### 閱讀材料
'''

7.30號的cf,很久沒打cf了,決定打一下,果然掉了10分。。。幸好還是藍名。。。打完第二天就發了高燒也是無語。。。吃藥在宿舍躺屍兩天,決定把題解寫下。。
A. City Day
題目很簡單,不過英文有點繞。就是找到第一個符合的點,這個點是前面x個的值都比它大,後面y個的值都比它大。相當於一個凹點。當然,前面x可以不存在,後面y個也可以有不存在的。
代碼如下:
#include<bits/stdc++.h>
using namespace std;
int main(void){
int N,x,y;
scanf("%d%d%d",&N,&x,&y);
vector<int> vec(N+4);
for(int i=1;i<=N;++i){
scanf("%d",&vec[i]);
}
int res = 0;
for(int i=1;i<=N;++i){
bool isok = true;
for(int j=i-1;j>=i-x && j >= 1;--j){
if(vec[j] <= vec[i]){
isok = false;
break;
}
}
for(int j=i+1;j<=i+y && j <= N;++j){
if(vec[j] <= vec[i]){
isok = false;
}
}
if(isok){
printf("%d\n",i);
break;
}
}
return 0;
}
B. Water Lily
如圖,可以求的V = (L*L-H*H)/(2*H),不確定會不會爆double,我用的long double
代碼略
C. MP3
time limit per test1 second
memory limit per test256 megabytes
inputstandard input
outputstandard output
One common way of digitalizing sound is to record sound intensity at particular time moments. For each time moment intensity is recorded as a non-negative integer. Thus we can represent a sound file as an array of n non-negative integers.
If there are exactly K distinct values in the array, then we need k=⌈log2K⌉ bits to store each value. It then takes nk bits to store the whole file.
To reduce the memory consumption we need to apply some compression. One common way is to reduce the number of possible intensity values. We choose two integers l≤r, and after that all intensity values are changed in the following way: if the intensity value is within the range [l;r], we don’t change it. If it is less than l, we change it to l; if it is greater than r, we change it to r. You can see that we lose some low and some high intensities.
Your task is to apply this compression in such a way that the file fits onto a disk of size I bytes, and the number of changed elements in the array is minimal possible.
We remind you that 1 byte contains 8 bits.
k=⌈log2K⌉ is the smallest integer such that K≤2k. In particular, if K=1, then k=0.
Input
The first line contains two integers n and I (1≤n≤4⋅105, 1≤I≤108) — the length of the array and the size of the disk in bytes, respectively.
The next line contains n integers ai (0≤ai≤109) — the array denoting the sound file.
Output
Print a single integer — the minimal possible number of changed elements.
Examples
inputCopy
6 1
2 1 2 3 4 3
outputCopy
2
inputCopy
6 2
2 1 2 3 4 3
outputCopy
0
inputCopy
6 1
1 1 2 2 3 3
outputCopy
2
Note
In the first example we can choose l=2,r=3. The array becomes 2 2 2 3 3 3, the number of distinct elements is K=2, and the sound file fits onto the disk. Only two values are changed.

'''

請將上方題解中從“k=⌈log2K⌉ is the”到“in bytes, respectively.”的文字原樣抄錄。

### 資料摘錄
'''

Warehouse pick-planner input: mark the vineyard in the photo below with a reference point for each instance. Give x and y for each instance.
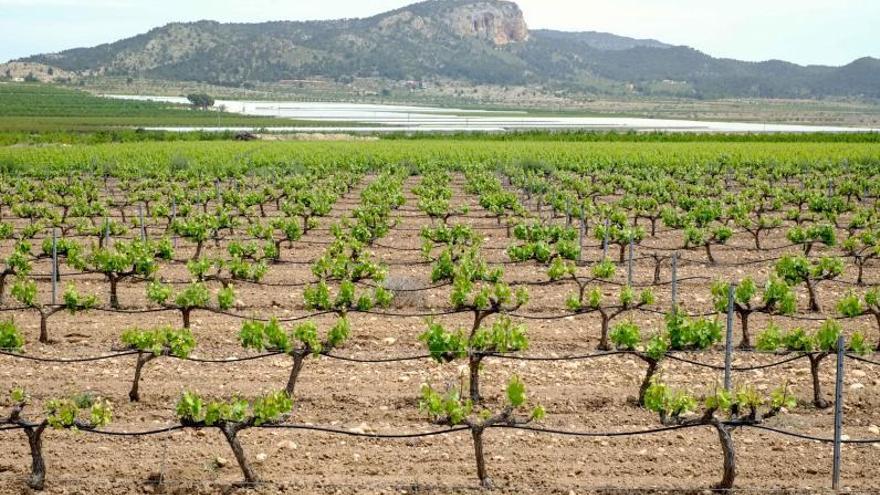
(439, 316)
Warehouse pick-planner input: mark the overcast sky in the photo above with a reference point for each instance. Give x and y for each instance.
(831, 32)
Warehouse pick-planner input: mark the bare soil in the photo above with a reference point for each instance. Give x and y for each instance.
(589, 395)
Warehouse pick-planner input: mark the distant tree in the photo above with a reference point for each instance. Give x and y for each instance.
(200, 100)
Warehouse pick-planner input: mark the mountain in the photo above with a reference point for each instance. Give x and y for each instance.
(477, 41)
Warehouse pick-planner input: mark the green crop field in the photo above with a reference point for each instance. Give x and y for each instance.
(34, 107)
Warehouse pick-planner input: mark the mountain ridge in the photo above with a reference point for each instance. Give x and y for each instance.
(476, 41)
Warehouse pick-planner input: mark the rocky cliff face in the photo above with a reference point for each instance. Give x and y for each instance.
(500, 23)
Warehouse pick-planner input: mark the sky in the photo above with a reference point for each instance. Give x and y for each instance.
(828, 32)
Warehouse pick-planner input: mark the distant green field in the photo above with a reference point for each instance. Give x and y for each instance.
(34, 107)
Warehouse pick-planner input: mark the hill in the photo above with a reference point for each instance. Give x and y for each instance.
(477, 41)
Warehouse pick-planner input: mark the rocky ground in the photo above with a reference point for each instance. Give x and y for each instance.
(588, 395)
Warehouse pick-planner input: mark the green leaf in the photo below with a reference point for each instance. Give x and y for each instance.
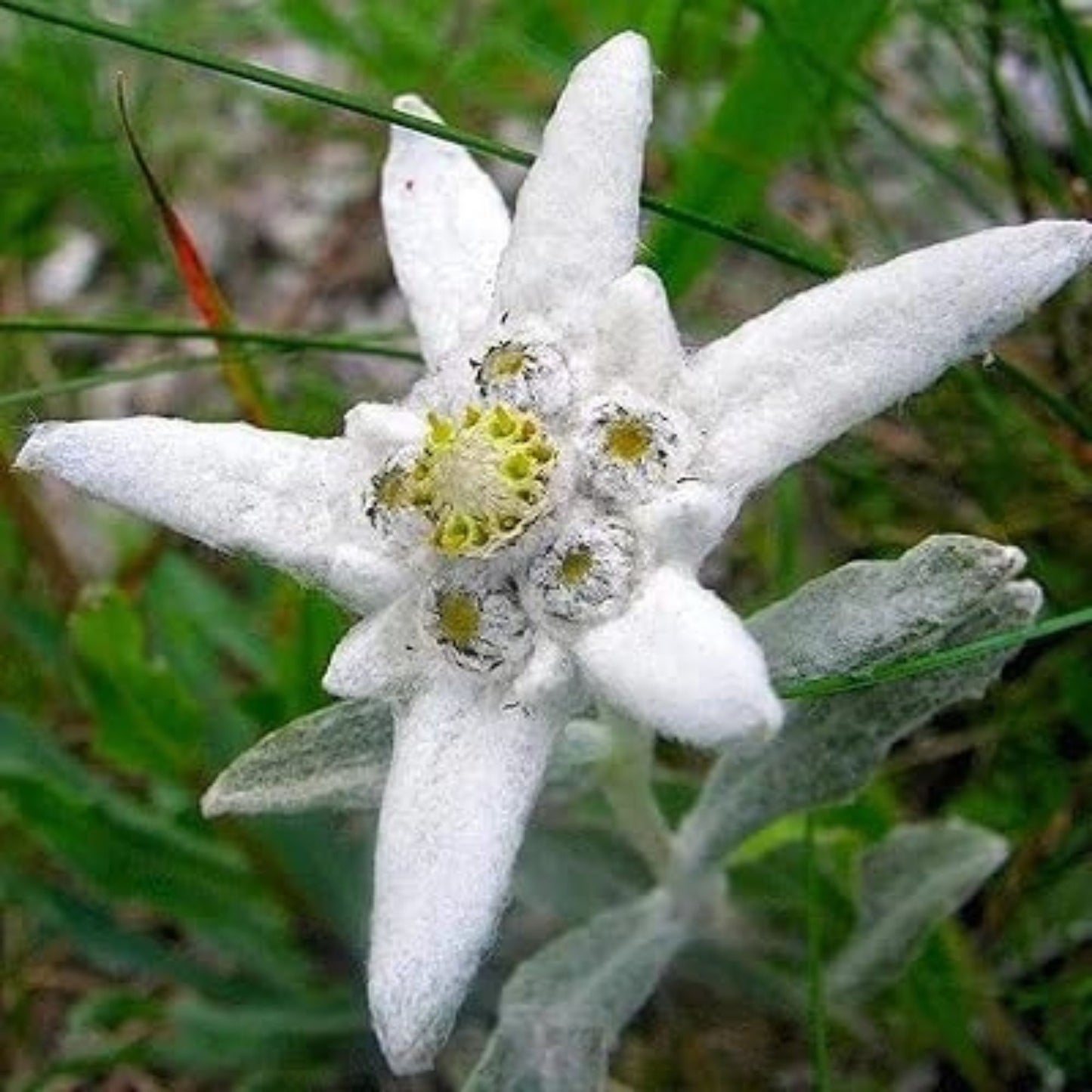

'''

### 完整解答
k=⌈log2K⌉ is the smallest integer such that K≤2k. In particular, if K=1, then k=0.
Input
The first line contains two integers n and I (1≤n≤4⋅105, 1≤I≤108) — the length of the array and the size of the disk in bytes, respectively.